Streamlining Raspberry Pi Deployment: A Deep Dive into PXE Boot Sequence

Understanding PXE Boot

What is PXE Boot?

The Preboot Execution Environment (PXE) specification describes a standardized client–server environment that boots a software assembly retrieved from a network on PXE-enabled clients.

Why PXE Boot?

• Simplify Pi provisioning and maintenance as much as possible.
• Automate updates/upgrades as much as possible.

Netbooting is a good path to achieve this. For example, when you netboot a Pi, it does not require an SD card to boot. The OS and file system live on a central server. Because most of the provisioning happens on a central server, we can eventually automate it via scripts.

PXE Boot Sequence

1. Power On Raspberry Pi (PXE Client):

   • The user powers on the Raspberry Pi device configured for PXE boot.

2. PXE Boot Initialization:

   • The Raspberry Pi initiates a PXE boot process and sends a PXE boot request (DHCPDISCOVER) to the network.

3. DHCP Server Response:

   • A DHCP server on the network receives the PXE boot request.
   • The DHCP server assigns an IP address to the Raspberry Pi and responds with DHCP offer (DHCPOFFER) containing network configuration details.

SUPPLIED ENTRIES:
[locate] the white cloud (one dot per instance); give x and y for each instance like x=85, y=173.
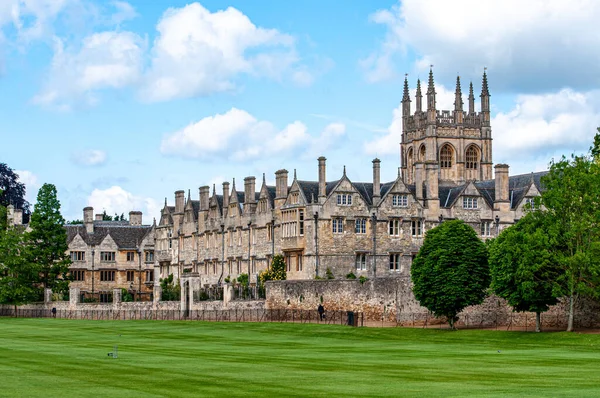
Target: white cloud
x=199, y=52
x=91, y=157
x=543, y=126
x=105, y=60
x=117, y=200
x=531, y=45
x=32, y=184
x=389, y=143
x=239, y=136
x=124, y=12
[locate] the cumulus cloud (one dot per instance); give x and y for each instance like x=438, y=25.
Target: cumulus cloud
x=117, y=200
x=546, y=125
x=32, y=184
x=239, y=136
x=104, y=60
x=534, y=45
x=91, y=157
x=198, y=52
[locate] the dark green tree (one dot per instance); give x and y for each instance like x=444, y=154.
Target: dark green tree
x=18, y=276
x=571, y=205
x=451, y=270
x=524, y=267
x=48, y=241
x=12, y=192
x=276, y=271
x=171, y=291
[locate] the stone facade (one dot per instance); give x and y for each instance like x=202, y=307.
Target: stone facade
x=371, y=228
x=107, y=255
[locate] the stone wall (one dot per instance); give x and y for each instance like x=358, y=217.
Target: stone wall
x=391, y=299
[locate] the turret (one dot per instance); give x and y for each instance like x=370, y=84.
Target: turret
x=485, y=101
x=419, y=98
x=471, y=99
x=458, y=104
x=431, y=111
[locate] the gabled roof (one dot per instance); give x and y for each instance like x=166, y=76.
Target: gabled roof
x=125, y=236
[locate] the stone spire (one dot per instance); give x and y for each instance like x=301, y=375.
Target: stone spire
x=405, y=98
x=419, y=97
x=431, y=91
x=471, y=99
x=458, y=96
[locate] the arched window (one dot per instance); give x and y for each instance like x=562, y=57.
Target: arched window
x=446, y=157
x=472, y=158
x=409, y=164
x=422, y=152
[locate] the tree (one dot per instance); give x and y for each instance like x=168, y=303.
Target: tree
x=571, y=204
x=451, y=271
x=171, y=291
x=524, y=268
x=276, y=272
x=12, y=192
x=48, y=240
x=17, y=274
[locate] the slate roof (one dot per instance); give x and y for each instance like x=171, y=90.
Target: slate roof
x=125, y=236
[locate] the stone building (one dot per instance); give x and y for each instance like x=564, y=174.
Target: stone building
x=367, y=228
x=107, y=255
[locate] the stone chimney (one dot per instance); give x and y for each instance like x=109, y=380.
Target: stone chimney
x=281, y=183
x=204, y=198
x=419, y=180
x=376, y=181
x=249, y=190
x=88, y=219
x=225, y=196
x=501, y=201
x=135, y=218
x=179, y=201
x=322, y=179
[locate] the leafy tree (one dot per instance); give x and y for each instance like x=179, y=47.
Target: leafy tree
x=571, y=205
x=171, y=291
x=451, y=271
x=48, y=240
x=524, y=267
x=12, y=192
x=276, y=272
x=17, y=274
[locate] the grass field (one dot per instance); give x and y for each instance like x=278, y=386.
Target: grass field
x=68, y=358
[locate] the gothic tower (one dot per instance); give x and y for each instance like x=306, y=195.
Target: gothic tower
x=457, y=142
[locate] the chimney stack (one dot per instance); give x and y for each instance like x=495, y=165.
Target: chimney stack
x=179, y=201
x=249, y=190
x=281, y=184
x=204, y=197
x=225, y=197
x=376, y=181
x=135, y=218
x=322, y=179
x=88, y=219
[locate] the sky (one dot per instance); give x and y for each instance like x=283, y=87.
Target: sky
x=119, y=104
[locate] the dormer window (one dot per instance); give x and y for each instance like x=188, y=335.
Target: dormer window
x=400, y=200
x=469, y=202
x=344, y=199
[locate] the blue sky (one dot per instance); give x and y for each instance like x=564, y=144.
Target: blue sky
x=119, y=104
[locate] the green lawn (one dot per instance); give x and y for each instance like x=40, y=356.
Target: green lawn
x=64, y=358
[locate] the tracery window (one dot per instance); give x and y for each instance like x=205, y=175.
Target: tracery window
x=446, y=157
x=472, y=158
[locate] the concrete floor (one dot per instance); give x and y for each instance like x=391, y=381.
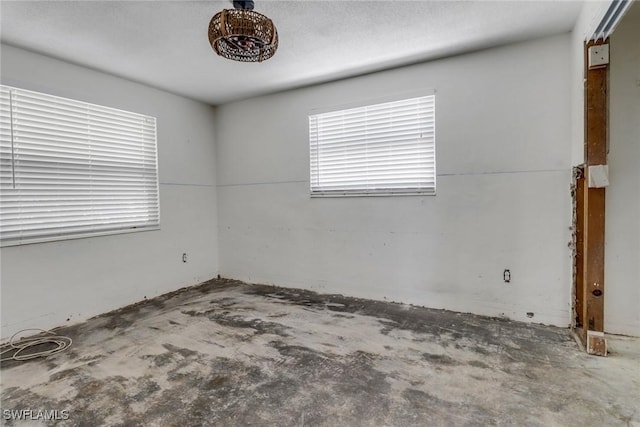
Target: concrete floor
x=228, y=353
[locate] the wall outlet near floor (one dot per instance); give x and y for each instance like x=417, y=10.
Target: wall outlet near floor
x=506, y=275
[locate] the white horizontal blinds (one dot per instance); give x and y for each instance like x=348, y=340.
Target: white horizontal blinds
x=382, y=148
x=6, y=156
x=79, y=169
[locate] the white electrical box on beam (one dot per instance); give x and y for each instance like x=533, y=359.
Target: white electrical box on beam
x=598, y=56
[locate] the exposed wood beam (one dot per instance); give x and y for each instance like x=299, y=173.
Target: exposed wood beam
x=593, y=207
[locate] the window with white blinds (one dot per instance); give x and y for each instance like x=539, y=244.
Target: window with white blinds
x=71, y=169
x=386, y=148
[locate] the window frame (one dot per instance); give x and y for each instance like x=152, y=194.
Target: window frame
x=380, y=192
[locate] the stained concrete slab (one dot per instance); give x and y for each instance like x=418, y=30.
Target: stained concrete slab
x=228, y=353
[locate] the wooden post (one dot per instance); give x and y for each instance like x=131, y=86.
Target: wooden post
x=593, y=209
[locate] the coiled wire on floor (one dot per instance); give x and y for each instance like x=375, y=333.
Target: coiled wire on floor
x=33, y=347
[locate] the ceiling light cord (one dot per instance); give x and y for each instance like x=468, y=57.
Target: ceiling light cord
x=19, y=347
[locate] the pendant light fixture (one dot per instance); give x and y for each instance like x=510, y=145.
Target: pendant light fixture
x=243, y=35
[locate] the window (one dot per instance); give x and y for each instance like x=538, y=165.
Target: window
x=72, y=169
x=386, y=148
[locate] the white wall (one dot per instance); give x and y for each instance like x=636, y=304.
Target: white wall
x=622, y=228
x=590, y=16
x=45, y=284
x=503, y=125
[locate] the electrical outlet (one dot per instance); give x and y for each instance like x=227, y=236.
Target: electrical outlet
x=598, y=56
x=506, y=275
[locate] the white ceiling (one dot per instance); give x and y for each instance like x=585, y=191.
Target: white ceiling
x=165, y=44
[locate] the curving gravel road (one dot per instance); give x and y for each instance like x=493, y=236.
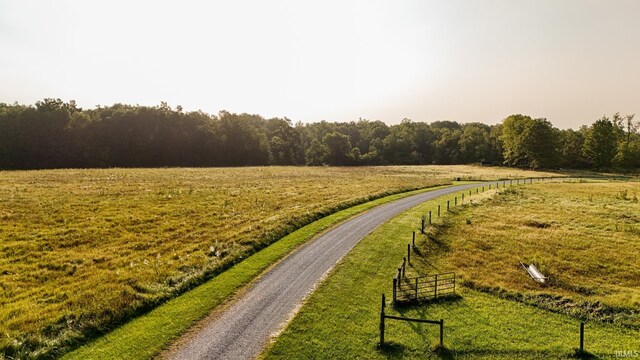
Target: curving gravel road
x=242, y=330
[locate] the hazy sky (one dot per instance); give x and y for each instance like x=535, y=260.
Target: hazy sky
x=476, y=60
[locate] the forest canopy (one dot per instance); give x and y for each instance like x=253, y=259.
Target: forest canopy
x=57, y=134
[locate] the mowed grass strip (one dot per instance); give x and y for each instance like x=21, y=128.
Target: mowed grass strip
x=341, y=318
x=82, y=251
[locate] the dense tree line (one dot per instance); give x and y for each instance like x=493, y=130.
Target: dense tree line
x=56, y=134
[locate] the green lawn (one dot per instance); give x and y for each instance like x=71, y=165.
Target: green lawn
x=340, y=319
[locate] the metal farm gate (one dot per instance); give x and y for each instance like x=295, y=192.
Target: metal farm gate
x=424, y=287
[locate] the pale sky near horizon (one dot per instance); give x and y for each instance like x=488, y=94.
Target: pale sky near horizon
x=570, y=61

WHAT THIS EXERCISE ASKS:
1 – Reproduce the passage of the PXE boot page from "What is PXE" up to and including "updates/upgrades as much as possible.", word for word.
2 – In the PXE boot page, where do the OS and file system live when a Pi is netbooted?

SOLVED PROBLEMS:
1 –
What is PXE Boot?

The Preboot Execution Environment (PXE) specification describes a standardized client–server environment that boots a software assembly retrieved from a network on PXE-enabled clients.

Why PXE Boot?

• Simplify Pi provisioning and maintenance as much as possible.
• Automate updates/upgrades as much as possible.

2 – They live on a central server.